Extract every line in the data below that contains the word "states".

[start]

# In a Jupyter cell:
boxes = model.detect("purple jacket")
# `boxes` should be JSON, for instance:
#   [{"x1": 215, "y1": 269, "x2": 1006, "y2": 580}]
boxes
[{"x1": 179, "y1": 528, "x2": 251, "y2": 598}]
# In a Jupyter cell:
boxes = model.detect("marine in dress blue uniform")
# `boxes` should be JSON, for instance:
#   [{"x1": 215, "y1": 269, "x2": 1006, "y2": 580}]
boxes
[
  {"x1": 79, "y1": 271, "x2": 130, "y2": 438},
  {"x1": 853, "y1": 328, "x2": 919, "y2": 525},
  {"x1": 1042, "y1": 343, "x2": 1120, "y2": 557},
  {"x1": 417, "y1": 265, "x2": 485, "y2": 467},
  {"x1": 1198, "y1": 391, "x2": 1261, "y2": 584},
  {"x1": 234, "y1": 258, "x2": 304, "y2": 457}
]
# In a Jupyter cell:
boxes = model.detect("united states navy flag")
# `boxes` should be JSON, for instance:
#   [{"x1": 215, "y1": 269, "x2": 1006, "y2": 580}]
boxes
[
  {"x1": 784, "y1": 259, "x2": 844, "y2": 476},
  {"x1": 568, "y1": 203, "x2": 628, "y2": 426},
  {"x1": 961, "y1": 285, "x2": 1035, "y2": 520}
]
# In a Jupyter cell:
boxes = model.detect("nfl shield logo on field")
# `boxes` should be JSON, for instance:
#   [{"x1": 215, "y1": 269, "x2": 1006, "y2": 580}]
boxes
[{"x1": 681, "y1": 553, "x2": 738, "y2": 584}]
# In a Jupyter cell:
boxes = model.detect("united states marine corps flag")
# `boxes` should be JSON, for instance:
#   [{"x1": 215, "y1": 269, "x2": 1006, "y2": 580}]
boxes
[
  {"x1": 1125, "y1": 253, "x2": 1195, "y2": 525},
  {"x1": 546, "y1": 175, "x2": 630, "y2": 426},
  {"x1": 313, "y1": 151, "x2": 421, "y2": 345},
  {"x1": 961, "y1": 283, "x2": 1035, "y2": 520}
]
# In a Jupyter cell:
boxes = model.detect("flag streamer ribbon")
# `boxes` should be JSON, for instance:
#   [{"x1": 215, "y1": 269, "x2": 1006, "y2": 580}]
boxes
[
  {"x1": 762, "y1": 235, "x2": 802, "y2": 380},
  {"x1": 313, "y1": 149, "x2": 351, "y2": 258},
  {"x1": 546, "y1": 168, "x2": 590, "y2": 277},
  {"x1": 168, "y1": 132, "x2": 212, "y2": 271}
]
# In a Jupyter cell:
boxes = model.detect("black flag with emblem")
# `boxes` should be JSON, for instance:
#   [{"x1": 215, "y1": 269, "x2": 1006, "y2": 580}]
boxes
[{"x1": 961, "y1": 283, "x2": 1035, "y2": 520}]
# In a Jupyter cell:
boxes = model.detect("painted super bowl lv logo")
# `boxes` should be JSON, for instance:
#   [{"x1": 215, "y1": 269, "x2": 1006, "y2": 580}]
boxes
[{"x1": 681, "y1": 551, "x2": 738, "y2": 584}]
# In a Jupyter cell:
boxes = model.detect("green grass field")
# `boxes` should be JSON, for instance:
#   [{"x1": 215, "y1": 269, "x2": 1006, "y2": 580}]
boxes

[end]

* **Solution for this exercise**:
boxes = model.detect("united states navy flag")
boxes = model.detect("united states marine corps flag")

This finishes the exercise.